> **Excerpt**
§

Linear regression analysis
Single and multiple linear regression analyses were performed to correlate Se content in the wheat shoots and soil parameters measured in order to identify soil parameters that determine Se content in wheat shoots. Since the Se contents in the wheat shoots were not normally distributed, the data were transformed into Log(10) before used in the regression analyses.
Total and extractable Se content in soils
Total Se content (aqua regia) in the arable land soils ranges from 0.22 up to 0.73 mg kg−1, which is mostly less than 0.6 mg Se kg−1 (Table 1). Gupta and Gupta (2000) suggested a threshold value of 0.6 mg kg−1 for Se deficient soils. Our previous study has also shown that about 75 % of 83 soil samples taken from grasslands and other arable lands in the Netherlands contain less than 0.6 mg Se kg−1 (Supriatin et al. 2015b). The findings suggest that most of agricultural soils in the Netherlands are Se deficient. Other parts of Europe, such as Belgium, Sweden, Germany, Czech Republic, Spain (Mediterranean area), also have low total Se content in their soils i.e. mainly < 0.50 mg kg−1 (De Temmerman et al. 2014; Hartfiel and Bahners 1988; Johnsson 1992; Roca-Perez et al. 2010; Száková et al. 2015). Total Se (aqua regia) in soils used in this study is hardly correlated to amorphous Al-(hydr)oxide content (R2 = 0.16, p > 0.05) and weakly correlated to soil organic matter content (R2 = 0.26, p < 0.05) and to amorphous Fe-(hydr)oxide content (R2 = 0.51, p < 0.001). In contrast, our previous study using 83 soil samples taken from grasslands and other arable lands in the Netherlands showed that the total Se (aqua regia) is strongly correlated with soil organic matter content and amorphous Fe- and Al-(hydr)oxide content (Supriatin et al. 2015b). This difference is probably due to a narrow range of soil organic matter content, amorphous Fe- and Al-(hydr)oxide content, and total Se (aqua regia) content in the soils used in this study (Table 1). The fraction of inorganic Se (mainly selenite) in the soils is on average 3 ± 3 % of total Se (aqua regia) (Table 7; n = 15), indicating that most of the Se is present in organic form, despite that only a weak correlation was found between total Se content and soil organic matter content.

§

> **Entries provided**
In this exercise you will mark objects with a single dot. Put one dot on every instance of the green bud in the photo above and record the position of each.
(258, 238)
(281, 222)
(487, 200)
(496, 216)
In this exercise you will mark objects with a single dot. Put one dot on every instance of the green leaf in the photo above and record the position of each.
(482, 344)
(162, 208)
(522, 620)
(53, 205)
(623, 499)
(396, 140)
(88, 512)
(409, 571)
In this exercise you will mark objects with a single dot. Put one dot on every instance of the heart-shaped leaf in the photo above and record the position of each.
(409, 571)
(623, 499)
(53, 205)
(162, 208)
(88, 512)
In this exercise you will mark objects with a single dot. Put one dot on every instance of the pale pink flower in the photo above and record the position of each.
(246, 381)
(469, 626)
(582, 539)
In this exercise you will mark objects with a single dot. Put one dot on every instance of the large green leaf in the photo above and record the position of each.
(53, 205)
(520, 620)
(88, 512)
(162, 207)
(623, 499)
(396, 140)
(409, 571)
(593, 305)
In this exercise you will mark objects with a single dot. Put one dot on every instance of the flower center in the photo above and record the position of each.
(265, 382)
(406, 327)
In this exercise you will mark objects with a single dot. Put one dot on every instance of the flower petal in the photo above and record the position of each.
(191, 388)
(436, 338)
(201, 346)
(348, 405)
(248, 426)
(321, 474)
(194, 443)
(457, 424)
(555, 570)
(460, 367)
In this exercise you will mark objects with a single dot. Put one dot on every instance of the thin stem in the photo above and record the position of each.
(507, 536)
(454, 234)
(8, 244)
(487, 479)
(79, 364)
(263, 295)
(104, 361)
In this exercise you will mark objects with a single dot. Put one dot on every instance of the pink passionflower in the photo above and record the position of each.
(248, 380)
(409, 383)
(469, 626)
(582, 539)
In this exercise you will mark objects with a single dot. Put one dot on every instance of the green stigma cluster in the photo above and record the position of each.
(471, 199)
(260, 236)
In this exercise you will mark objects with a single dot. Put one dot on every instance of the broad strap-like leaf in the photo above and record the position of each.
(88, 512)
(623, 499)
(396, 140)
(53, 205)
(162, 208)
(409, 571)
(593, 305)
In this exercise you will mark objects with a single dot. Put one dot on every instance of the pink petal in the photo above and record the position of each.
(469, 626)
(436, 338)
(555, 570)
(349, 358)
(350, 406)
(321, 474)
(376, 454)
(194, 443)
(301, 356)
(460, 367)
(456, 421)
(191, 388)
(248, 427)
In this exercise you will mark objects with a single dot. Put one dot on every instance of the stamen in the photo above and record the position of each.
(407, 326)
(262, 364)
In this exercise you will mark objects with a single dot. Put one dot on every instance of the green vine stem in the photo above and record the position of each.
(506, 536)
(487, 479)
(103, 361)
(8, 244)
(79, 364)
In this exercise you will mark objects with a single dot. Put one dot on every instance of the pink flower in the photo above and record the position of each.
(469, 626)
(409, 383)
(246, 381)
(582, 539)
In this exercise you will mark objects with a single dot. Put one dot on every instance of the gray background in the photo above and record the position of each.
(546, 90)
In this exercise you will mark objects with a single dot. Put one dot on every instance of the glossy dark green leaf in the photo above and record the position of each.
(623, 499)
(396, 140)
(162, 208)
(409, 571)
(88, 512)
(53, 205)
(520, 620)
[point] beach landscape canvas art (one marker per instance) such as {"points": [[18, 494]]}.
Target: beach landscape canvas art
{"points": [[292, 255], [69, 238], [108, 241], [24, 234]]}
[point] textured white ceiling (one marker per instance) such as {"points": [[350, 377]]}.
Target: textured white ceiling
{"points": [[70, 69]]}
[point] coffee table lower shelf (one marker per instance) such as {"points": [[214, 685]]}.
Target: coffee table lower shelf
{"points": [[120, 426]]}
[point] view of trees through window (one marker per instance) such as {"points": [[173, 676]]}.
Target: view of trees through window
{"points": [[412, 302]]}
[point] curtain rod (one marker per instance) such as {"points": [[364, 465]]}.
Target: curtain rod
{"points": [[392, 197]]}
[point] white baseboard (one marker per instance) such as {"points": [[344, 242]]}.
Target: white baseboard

§

> **Given instruction A**
Return the part of the soil selenium excerpt from "Linear regression analysis" to "the regression analyses.", copied word for word.
> **Given instruction B**
Which countries does the soil selenium excerpt list as "Other parts of Europe" with low total Se content in their soils? Name all of them.

> **Expected output A**
Linear regression analysis
Single and multiple linear regression analyses were performed to correlate Se content in the wheat shoots and soil parameters measured in order to identify soil parameters that determine Se content in wheat shoots. Since the Se contents in the wheat shoots were not normally distributed, the data were transformed into Log(10) before used in the regression analyses.

> **Expected output B**
Belgium, Sweden, Germany, Czech Republic, Spain